* Objetivo del ejercicio *
¿Puedes transcribir sin cambios el pasaje de la crónica sobre los votantes del 22 que va desde "La bañera del" hasta "Mercantilicemos la existencia.", ambos incluidos?

* Sección del documento *
-=-=-=-=-

Una pequeña anécdota matinal, especie de pizarrón al paso que enseña la realidad de la calle, hizo que Strocovsky pensara en los futuros votantes macristas del 22 y en los negros presagios a futuro. Los votantes del 22, día delirante de noviembre, se deberán debatir entre su deseo de seguir los espejismos de una moneda extranjera y la desazón de no ser persona y no tener lugar en el mundo

 

Por Juan Strocovsky*

(para La Tecl@ Eñe)

La bañera del olvido - Nicolás Menza

Mediodía nublado en la City porteña. Viernes trece. Son las doce del mediodía y me topo en Florida y Avenida de Mayo con un “arbolito” que me susurra cantos de sirena al oído izquierdo: “Cambio, Cambio”. Giro mi cabeza a la derecha y veo un puesto de “Cambiemos”. Iluminación semántica: son lo mismo, son idénticos, son iguales. El mismo bocado para los mismos políticos. Me imagino a Durán Barba enseñándole a su jefe, el nuevo rótulo de la Alianza para el Progreso argentino: “Cambiemos”. Sí, todo el mundo quiere dólares, quiere cambio, pues entonces cambiemos. Intercambiemos mercancías. Mercantilicemos la existencia.

-=-=-=-=-

* Listado proporcionado *
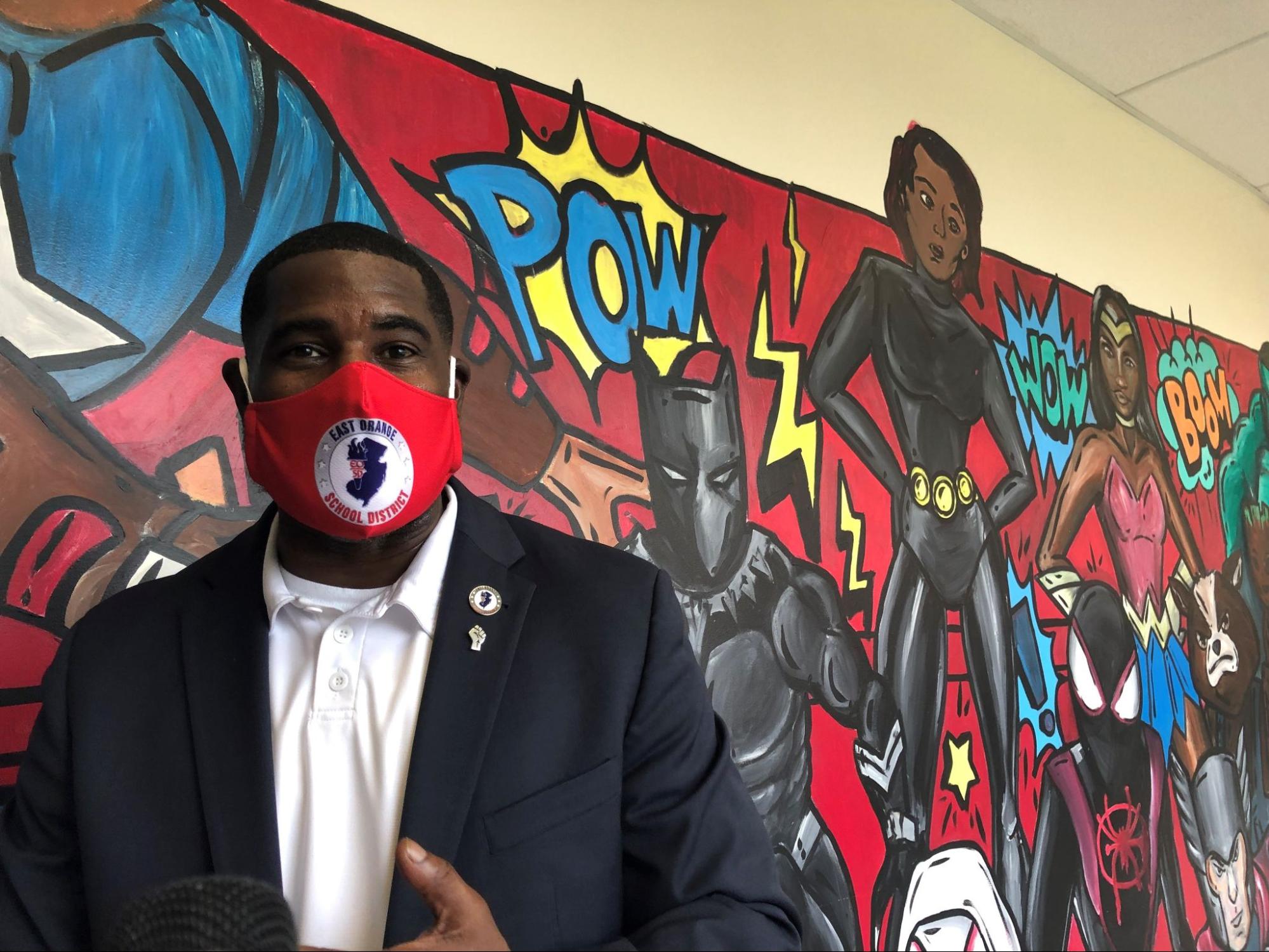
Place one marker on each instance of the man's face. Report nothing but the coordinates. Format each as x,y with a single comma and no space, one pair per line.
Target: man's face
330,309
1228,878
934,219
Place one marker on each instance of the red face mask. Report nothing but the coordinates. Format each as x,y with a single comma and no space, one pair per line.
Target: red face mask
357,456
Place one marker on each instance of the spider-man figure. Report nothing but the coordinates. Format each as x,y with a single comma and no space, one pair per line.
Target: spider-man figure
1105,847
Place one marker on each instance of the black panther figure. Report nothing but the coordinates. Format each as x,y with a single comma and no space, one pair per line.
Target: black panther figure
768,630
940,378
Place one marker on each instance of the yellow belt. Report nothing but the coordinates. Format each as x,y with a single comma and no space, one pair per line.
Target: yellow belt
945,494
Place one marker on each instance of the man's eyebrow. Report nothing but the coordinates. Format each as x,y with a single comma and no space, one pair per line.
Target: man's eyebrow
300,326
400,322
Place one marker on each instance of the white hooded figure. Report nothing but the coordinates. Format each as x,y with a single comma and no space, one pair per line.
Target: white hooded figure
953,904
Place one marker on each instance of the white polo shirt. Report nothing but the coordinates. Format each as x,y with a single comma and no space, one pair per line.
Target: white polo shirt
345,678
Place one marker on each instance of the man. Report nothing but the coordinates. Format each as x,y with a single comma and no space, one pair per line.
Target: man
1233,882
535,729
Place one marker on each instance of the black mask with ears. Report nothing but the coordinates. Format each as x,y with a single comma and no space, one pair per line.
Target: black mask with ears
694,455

-=-=-=-=-

* Tarea resuelta *
La bañera del olvido - Nicolás Menza

Mediodía nublado en la City porteña. Viernes trece. Son las doce del mediodía y me topo en Florida y Avenida de Mayo con un “arbolito” que me susurra cantos de sirena al oído izquierdo: “Cambio, Cambio”. Giro mi cabeza a la derecha y veo un puesto de “Cambiemos”. Iluminación semántica: son lo mismo, son idénticos, son iguales. El mismo bocado para los mismos políticos. Me imagino a Durán Barba enseñándole a su jefe, el nuevo rótulo de la Alianza para el Progreso argentino: “Cambiemos”. Sí, todo el mundo quiere dólares, quiere cambio, pues entonces cambiemos. Intercambiemos mercancías. Mercantilicemos la existencia.